Exercise requirements: Find every line in the data below that contains the word "still" and copy each of those lines.
— begin Source material —
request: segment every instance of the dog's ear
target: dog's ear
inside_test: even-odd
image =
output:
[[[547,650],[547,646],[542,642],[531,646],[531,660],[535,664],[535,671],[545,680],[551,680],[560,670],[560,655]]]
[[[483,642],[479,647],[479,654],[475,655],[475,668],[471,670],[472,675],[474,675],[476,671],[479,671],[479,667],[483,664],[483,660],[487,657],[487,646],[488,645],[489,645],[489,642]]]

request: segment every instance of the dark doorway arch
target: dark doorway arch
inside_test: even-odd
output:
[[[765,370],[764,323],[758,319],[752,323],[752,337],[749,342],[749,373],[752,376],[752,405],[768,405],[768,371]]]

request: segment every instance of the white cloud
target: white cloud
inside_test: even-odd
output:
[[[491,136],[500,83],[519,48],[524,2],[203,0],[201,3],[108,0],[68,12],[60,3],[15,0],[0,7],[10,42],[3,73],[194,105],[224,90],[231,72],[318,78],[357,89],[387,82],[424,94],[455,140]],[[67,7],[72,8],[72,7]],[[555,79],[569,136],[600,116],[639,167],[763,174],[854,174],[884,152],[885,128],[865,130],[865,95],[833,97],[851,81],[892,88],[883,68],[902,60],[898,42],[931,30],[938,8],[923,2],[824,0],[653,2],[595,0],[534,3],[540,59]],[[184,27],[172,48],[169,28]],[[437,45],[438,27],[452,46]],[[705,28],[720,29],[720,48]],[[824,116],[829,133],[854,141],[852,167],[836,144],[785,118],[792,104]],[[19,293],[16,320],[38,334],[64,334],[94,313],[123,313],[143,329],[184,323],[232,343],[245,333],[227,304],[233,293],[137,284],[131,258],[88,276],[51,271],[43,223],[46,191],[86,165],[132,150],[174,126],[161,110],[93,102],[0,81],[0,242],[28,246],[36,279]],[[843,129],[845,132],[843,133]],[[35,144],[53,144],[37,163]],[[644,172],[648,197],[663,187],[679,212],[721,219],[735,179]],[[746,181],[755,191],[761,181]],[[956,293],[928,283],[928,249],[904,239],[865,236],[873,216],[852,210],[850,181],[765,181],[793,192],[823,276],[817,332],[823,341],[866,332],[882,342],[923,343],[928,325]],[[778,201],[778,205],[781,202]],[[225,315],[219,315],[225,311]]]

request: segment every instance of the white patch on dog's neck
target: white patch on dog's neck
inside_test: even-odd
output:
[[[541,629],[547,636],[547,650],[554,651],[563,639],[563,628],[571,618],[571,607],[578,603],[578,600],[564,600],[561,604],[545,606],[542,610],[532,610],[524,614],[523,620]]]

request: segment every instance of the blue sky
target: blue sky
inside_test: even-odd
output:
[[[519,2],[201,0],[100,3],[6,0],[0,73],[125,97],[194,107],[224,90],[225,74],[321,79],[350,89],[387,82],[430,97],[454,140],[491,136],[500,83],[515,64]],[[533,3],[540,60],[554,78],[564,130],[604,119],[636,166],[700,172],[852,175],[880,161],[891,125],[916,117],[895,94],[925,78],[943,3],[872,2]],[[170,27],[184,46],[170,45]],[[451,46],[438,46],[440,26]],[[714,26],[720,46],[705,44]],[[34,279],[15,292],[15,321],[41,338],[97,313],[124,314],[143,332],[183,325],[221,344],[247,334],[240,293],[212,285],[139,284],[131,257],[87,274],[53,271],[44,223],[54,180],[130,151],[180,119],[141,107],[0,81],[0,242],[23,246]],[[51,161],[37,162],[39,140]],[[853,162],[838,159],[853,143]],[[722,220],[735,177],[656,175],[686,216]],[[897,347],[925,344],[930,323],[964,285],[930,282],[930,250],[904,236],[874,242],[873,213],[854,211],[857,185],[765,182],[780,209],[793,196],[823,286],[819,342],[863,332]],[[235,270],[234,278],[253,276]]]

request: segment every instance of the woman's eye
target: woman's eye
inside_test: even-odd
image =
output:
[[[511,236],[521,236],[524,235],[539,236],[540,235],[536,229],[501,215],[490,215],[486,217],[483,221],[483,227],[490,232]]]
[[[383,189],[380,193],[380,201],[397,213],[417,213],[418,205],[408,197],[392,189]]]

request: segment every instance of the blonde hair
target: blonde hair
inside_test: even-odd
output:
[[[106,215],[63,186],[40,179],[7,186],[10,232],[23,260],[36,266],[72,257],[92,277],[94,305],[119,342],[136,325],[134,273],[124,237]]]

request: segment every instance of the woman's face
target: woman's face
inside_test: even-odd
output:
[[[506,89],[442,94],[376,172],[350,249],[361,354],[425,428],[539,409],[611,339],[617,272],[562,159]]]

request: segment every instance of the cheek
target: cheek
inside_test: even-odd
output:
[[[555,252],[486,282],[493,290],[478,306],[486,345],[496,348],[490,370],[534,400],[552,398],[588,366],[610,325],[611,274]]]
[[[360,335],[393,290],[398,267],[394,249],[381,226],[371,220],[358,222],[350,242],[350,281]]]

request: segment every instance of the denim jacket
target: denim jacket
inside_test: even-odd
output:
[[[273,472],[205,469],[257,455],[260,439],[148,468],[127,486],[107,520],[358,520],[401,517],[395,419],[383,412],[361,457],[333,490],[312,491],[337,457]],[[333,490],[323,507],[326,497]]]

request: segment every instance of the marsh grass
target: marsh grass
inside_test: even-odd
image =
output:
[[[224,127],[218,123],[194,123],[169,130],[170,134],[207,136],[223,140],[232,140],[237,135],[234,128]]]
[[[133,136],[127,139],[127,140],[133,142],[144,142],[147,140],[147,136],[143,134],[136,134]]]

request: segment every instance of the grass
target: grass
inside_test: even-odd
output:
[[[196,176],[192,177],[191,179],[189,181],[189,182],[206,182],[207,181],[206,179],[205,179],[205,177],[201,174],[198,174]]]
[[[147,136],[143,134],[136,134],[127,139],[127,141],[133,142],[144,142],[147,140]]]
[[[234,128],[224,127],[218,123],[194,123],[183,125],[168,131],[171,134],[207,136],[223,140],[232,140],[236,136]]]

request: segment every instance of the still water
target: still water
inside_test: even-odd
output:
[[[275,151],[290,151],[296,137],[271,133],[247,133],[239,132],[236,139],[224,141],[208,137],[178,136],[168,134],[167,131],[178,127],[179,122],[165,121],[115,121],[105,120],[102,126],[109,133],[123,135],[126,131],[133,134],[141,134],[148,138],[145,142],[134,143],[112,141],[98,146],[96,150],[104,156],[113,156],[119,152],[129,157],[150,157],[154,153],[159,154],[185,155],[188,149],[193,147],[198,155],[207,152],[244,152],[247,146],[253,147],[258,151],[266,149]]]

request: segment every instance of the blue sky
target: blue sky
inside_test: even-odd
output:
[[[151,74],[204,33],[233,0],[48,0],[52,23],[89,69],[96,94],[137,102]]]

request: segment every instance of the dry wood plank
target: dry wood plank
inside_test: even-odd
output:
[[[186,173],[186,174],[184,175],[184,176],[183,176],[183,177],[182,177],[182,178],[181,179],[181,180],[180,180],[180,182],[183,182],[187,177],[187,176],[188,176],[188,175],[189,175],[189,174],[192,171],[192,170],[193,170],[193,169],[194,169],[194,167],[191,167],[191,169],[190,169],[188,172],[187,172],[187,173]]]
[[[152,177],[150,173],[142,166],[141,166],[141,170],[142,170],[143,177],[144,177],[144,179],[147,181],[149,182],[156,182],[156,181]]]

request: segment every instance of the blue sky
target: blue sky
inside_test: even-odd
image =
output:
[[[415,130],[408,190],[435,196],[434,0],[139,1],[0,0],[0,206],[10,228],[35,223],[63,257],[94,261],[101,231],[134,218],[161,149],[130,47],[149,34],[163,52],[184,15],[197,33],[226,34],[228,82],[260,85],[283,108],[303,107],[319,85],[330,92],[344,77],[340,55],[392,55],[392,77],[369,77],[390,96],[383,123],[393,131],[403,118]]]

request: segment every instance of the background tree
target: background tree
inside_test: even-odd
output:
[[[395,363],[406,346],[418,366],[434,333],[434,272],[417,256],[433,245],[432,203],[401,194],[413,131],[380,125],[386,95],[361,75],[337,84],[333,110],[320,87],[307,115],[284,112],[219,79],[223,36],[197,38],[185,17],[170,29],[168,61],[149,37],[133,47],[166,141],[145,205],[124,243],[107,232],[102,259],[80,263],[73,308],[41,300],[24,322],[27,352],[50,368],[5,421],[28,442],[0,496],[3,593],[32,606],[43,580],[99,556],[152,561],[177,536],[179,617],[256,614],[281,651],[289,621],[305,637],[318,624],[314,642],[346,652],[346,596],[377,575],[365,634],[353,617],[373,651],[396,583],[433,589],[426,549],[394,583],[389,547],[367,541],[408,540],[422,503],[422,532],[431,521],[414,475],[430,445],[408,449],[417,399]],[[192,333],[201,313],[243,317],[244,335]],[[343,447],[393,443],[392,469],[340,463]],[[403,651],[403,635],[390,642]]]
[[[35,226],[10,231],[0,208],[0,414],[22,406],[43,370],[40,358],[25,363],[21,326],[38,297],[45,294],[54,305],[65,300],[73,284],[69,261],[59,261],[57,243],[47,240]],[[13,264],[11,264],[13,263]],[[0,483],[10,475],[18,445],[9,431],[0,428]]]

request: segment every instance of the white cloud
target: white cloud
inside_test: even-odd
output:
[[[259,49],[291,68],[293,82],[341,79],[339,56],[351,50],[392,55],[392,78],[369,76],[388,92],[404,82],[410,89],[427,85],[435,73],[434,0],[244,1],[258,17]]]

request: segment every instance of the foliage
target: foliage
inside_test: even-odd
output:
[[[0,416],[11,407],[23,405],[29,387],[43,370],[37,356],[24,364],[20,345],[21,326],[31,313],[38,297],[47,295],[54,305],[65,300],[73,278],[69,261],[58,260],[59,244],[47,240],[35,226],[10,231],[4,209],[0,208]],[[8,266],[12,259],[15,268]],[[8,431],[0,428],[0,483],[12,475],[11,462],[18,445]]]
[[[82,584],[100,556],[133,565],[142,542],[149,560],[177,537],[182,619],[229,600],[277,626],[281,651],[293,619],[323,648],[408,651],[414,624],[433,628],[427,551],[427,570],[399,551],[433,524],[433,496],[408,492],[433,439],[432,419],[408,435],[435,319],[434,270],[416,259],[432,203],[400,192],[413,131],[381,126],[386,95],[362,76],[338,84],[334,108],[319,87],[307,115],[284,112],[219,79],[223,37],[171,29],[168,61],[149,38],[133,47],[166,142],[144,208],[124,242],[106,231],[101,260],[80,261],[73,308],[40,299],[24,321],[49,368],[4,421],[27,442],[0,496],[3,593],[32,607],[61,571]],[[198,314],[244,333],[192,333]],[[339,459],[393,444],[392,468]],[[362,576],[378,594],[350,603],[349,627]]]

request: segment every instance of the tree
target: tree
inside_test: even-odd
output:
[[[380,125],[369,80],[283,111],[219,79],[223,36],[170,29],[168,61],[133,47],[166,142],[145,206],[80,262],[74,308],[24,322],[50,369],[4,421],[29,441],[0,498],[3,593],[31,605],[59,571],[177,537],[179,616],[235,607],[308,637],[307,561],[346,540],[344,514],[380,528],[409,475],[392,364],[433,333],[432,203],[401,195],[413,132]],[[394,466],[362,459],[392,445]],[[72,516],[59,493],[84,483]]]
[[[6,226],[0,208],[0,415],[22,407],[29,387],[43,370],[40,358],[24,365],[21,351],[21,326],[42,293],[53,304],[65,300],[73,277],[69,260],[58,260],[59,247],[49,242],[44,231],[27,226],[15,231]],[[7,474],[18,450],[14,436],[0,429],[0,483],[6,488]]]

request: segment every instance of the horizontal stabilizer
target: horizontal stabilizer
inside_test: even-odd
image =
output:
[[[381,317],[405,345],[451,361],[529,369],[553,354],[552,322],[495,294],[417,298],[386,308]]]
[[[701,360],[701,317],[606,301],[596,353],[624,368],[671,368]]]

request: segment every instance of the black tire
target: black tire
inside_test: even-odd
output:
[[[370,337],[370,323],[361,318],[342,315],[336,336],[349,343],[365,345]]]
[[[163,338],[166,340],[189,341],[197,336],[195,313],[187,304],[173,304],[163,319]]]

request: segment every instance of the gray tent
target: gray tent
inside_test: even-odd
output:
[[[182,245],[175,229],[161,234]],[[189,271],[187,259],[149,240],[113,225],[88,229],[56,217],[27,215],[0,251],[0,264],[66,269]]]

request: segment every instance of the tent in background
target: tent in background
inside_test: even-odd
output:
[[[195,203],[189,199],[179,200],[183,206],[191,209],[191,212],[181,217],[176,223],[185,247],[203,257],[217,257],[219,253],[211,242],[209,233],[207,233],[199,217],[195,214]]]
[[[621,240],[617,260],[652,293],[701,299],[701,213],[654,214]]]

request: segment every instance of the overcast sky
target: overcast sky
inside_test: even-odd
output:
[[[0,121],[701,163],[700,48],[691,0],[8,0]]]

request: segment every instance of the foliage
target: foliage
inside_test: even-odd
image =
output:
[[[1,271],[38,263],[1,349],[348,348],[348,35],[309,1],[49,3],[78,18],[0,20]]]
— end Source material —
Answer below:
request: segment every instance of the still water
target: still water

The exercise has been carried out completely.